▸ **Parts of the exercise**
- 1) Using the biography of Tatiana Shchepkina-Kupernik, decide whether each statement agrees with it, answering yes or no and quoting the deciding words: (a) She graduated from the Kiev Gymnasium. (b) The Moscow Maly Theater staged her play Summer Picture in 1893. (c) She was a granddaughter of the actor Mikhail Shchepkin.
- 2) Write the next part of the biography of Tatiana Shchepkina-Kupernik, picking up after its final sentence.

Russian and Soviet writer, dramatist, poet and translator

"Akh, ya vlyublon v odni glaza… (Ah, I'm in love with some eyes…)", music by Aleksandr Vilensky, poem by Tatiana Shchepkina-Kupernik, performed by Michael Vavitch, 1909

Tatiana Lvovna Shchepkina-Kupernik (Татья́на Льво́вна Ще́пкина-Купе́рник, , in Moscow, Russian Empire – July 27, 1952, in Moscow, USSR) was a Russian and Soviet writer, dramatist, poet and translator.

==Biography==
Born in the family of Kiev advocate Lev Kupernik, Tatiana Shchepkina-Kupernik was a granddaughter of famous Russian actor Mikhail Shchepkin and Elena Dmitrievna who was a Turkish captive during the Siege of Anapa. She graduated from the Kiev Gymnasium. In her twelfth year Shchepkina wrote a poem in honour of her grandfather.

In 1892 the Moscow Maly Theater staged her play called Summer Picture. In the 1892–1893 theatrical season Shchepkina played in the Korsh Theater.

Shchepkina worked with several Russian periodicals - Artist, Russian Vedomosti, Russian Idea, Northern Courier, New Time, using different literary styles.

(Source records)
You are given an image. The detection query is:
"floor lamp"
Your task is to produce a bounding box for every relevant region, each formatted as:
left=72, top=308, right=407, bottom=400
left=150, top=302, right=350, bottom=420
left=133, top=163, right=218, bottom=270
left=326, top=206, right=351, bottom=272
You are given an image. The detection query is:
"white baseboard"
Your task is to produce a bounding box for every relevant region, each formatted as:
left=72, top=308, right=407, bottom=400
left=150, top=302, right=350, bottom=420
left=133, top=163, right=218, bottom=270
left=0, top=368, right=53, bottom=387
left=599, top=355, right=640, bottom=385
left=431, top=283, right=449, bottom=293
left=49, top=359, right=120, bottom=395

▸ **Set of answers**
- 1)
(a) Yes: "She graduated from the Kiev Gymnasium."
(b) No: "In 1892 the Moscow Maly Theater staged her play called Summer Picture."
(c) Yes: "Tatiana Shchepkina-Kupernik was a granddaughter of famous Russian actor Mikhail Shchepkin"

- 2)
In 1895-1915 she wrote a number of prose and poetry collections. Her poem At Homeland - From the fallen strongholds of Port-Arthur... («На родине» - «От павших твердынь Порт-Артура...») written at 1905 quickly became known nationwide.

She produced several well-known Russian translations of Edmond Rostand and Maurice Maeterlinck plays. Shchepkina also translated the works of Lope De Vega, William Shakespeare, John Fletcher, Molière, Carlo Goldoni, Richard Brinsley Sheridan and Lewis Carroll's Alice's Adventures in Wonderland into Russian. In total she translated about 60 plays into Russian, mostly during the period after the Russian Revolution.

She composed poetic plays of her own, mostly in one act (Revenge of Amur, Eternity in a Moment, Lady with Violets, Happy Women, etc.).

In 1940 she was awarded an Honoured Master of Arts of RSFSR.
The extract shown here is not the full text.